• **AIM OF THE TASK**: Repeat the records below exactly, leaving out every picture.

• **RECORDS FOR PROCESSING**:
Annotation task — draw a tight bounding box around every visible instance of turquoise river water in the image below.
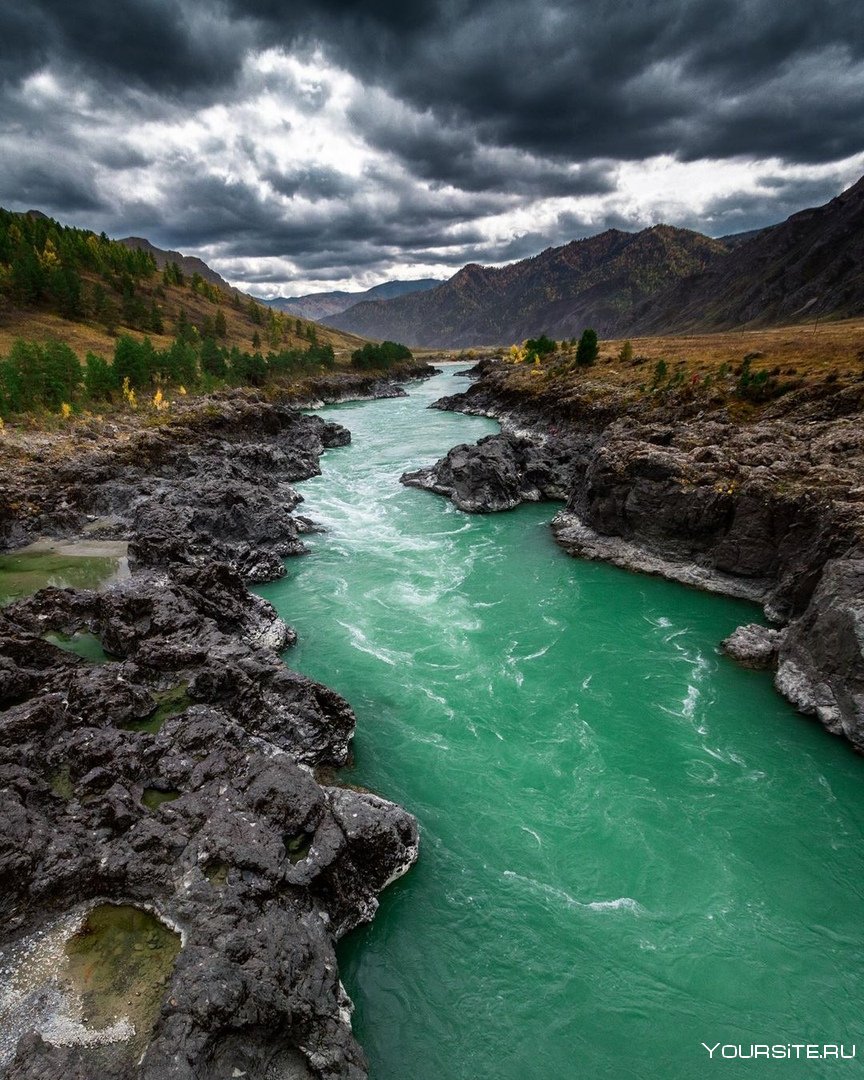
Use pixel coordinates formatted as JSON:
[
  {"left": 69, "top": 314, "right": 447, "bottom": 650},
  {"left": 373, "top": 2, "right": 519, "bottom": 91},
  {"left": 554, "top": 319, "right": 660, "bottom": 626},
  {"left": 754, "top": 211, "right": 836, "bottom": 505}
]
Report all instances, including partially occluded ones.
[{"left": 257, "top": 367, "right": 864, "bottom": 1079}]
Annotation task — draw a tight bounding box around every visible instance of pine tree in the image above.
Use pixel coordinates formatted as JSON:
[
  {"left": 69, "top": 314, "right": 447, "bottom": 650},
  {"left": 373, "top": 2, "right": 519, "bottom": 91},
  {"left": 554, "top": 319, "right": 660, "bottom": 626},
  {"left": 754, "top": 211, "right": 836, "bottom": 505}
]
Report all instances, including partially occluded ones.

• **EXERCISE RESULT**:
Annotation task — draw a tight bounding box around every visible instance of turquoise river water in the image below.
Use pixel coordinates formatted as JSON:
[
  {"left": 69, "top": 314, "right": 447, "bottom": 650},
  {"left": 373, "top": 2, "right": 519, "bottom": 91},
  {"left": 554, "top": 319, "right": 660, "bottom": 626},
  {"left": 754, "top": 211, "right": 836, "bottom": 505}
]
Report all instances, including partially occluded ones.
[{"left": 257, "top": 367, "right": 864, "bottom": 1079}]
Annotation task — draw a tight bounding box around every visible instance of pine tree in the image above.
Use pixel coordinates formatted as JSON:
[
  {"left": 69, "top": 314, "right": 447, "bottom": 650},
  {"left": 373, "top": 2, "right": 519, "bottom": 91},
  {"left": 554, "top": 319, "right": 660, "bottom": 626},
  {"left": 754, "top": 211, "right": 836, "bottom": 505}
]
Report all instances, including partially occluded ones.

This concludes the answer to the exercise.